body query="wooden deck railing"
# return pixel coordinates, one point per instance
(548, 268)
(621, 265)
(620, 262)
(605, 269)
━━━━
**PROBLEM DETAILS:**
Include both ends. Return the line holding "# return pixel" and all lines after it in the records above, exactly as written.

**EXERCISE ANSWER:**
# return pixel coordinates, one point per instance
(548, 268)
(621, 265)
(620, 262)
(605, 269)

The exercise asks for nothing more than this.